Edit the items below so that every "shaped like this form" becomes "following this format", with everything else left as it is. Omit the pictures from your answer.

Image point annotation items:
==========
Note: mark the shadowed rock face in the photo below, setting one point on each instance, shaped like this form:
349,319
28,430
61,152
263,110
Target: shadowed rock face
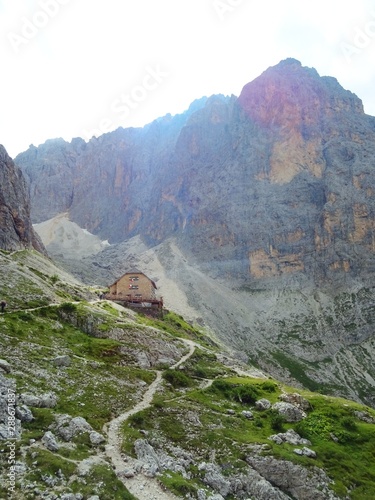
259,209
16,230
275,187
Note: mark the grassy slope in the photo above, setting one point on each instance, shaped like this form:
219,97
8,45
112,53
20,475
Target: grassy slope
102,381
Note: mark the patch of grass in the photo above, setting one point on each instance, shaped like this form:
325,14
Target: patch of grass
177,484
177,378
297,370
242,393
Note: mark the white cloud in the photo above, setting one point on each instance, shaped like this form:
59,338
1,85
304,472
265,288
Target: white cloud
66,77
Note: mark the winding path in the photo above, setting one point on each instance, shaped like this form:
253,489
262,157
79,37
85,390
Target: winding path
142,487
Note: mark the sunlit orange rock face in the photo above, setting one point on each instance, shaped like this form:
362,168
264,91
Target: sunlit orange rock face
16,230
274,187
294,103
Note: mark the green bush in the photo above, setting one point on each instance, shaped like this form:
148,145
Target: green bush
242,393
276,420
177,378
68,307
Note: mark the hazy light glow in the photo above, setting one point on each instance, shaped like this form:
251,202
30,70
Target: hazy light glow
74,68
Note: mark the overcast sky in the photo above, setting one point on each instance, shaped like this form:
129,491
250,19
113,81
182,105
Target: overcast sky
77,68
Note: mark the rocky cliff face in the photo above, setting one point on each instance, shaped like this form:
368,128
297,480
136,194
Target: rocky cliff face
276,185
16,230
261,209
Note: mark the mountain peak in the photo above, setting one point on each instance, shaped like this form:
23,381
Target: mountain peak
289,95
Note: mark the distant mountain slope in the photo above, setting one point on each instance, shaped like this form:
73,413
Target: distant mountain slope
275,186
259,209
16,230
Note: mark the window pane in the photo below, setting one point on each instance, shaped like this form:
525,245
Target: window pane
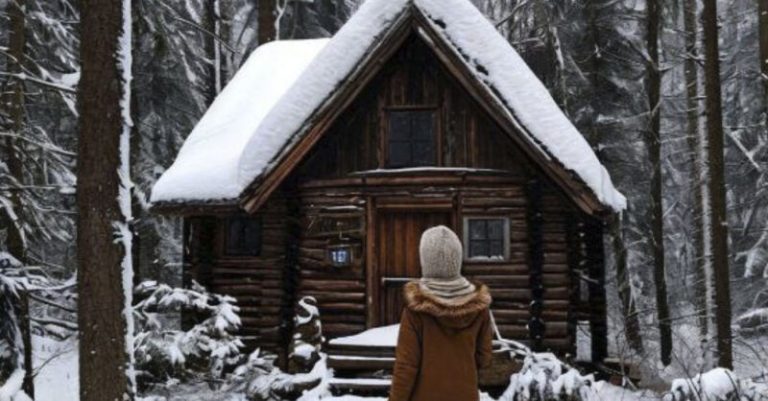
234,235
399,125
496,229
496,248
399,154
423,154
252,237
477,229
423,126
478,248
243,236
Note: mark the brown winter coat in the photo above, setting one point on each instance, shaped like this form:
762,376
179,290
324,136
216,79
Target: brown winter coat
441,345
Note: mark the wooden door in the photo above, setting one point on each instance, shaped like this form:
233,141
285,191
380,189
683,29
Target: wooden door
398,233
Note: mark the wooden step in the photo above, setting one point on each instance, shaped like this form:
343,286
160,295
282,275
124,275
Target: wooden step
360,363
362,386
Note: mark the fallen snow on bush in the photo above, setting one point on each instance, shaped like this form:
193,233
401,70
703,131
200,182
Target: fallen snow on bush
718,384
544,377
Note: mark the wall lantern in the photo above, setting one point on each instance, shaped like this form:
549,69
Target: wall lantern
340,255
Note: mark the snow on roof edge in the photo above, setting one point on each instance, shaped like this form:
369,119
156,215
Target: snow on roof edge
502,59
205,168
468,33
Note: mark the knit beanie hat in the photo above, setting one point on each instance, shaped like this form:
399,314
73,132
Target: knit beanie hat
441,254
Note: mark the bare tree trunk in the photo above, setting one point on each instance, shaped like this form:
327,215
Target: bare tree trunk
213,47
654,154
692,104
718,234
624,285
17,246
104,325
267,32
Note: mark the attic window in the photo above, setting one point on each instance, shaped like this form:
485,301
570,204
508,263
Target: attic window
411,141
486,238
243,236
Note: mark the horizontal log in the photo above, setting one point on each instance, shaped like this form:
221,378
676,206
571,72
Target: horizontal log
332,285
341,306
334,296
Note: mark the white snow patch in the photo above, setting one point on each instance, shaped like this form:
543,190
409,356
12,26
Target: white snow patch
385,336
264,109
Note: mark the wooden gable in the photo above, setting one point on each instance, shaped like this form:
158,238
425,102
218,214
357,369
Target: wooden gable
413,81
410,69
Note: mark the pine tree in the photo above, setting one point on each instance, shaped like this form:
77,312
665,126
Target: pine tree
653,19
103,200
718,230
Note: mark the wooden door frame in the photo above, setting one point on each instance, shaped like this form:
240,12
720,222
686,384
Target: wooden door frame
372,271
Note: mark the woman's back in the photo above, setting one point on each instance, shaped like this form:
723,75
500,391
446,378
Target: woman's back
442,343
==========
Reply:
Note: mark the shadowed rock face in the photo below, setting one point on each instance, following this format:
349,319
28,430
61,152
263,110
Target: shadowed rock face
259,209
16,230
275,187
Note: mark the grassy slope in the photo above, setting one point on each instance, following this format:
219,97
8,45
112,53
20,475
Target: grassy slope
102,381
Note: mark the patch of grass in the photo above, setting one point on each instance, following this format:
325,14
Target: patch of grass
177,484
177,378
297,370
242,393
Note: mark the white cloud in the photo above, setting one point on each instance, following this format:
59,338
1,85
304,472
265,288
Target: white cloud
66,77
Note: mark the winding path in the photo above, setting one point on each instance, following this format:
253,489
262,157
79,37
85,390
Target: winding path
142,487
Note: mark the sunlit orange rock face in the photo above, setting one point on each instance, following this format:
362,168
264,91
Target: sunlit orange rock face
16,230
274,187
294,103
Note: mark the green bush in the photo above, setting one point on each instance, following this format:
148,145
Target: green bush
242,393
276,420
177,378
68,307
Note: mark the hazy light glow in the photo above, setting one point on each instance, following this format:
251,202
30,70
Target: hazy light glow
74,68
Note: mark the overcast sky in the photo above, setting one point on each instance, following this format:
129,491
250,19
113,81
182,105
Target: overcast sky
77,68
Note: mark the rocky cliff face in the photo above, setting one point on each instance, following this format:
368,128
297,480
136,194
Target: rocky cliff face
276,185
16,230
261,209
Note: mark the mountain peak in the photo above, setting one point on each instance, following this format:
23,381
Target: mountain peak
289,95
Note: mark the distant mountain slope in the photo above, setting one point on each instance, following this format:
73,413
Target: distant mountain slope
275,186
259,209
16,230
Note: mark the window pane in the photo below, setting one point on each instance, following this format:
525,245
Target: window pane
234,235
399,125
496,229
496,248
399,154
423,154
252,237
477,229
423,126
478,248
243,236
Note: mark the brown winter coat in the photo above, setting one point on each instance, following this format:
762,376
179,290
324,136
216,79
Target: brown winter coat
441,345
Note: mark the wooden door in the photo above, setting one point on each instance, following this format:
233,141
285,191
380,189
683,29
Target: wooden door
398,233
Note: mark the wooden step in the photo above, setting one point on each instance, following this format:
343,286
160,295
282,275
124,275
Target: wooden step
360,363
362,386
Note: mark the fallen snow on bush in the photo above, setting one point on each instance, following this format:
193,233
401,70
703,131
200,182
Target: fallen snow on bush
718,384
544,377
Note: mark the wall lantern in the photo above, setting one point on each instance, following this format:
549,69
Target: wall lantern
340,255
Note: mark the snow on roof edge in the photo above, setting one point on each instance, following this format:
369,119
156,215
Target: snow on roof edge
502,59
205,168
468,33
Note: mark the knit beanie hat in the photo above, setting one point on each instance, following this format:
399,314
73,132
Target: knit beanie hat
441,254
Note: mark the bare tree trunk in the photo above, setting one point on each instance, following this format:
327,215
Target: bare tree trunk
213,47
654,154
692,104
718,234
624,285
17,246
104,325
267,32
Note: mark the attic window in the photo above, setting one point on each instance, following this format:
485,301
570,204
508,263
Target: attic window
411,141
486,238
243,236
Note: mark the horizontal log in the photo above, setting one point on each instance, following this format:
221,378
676,206
571,72
Target: horizontal log
332,285
341,306
334,296
Note: mark the white snow patch in the photo above, setting one point on each instance, following this format:
543,190
409,356
12,26
Target: white snow patch
385,336
264,109
Note: mark the wooden gable in the photo above, setting one point on each instance, following this format:
158,238
425,102
218,214
357,369
Target: wooden gable
413,81
410,69
Note: mark the pine tree in the photo above, setting one point on each instance, following this format:
77,312
665,126
Target: pine tree
653,19
103,200
718,230
Note: mark the wooden door frame in the photo above, setting one point on each instance, following this format:
240,12
720,222
686,384
Target: wooden door frame
372,271
Note: mark the woman's back in the photo above, setting one point on each instance, following this format:
723,75
500,391
446,378
Target: woman's back
442,343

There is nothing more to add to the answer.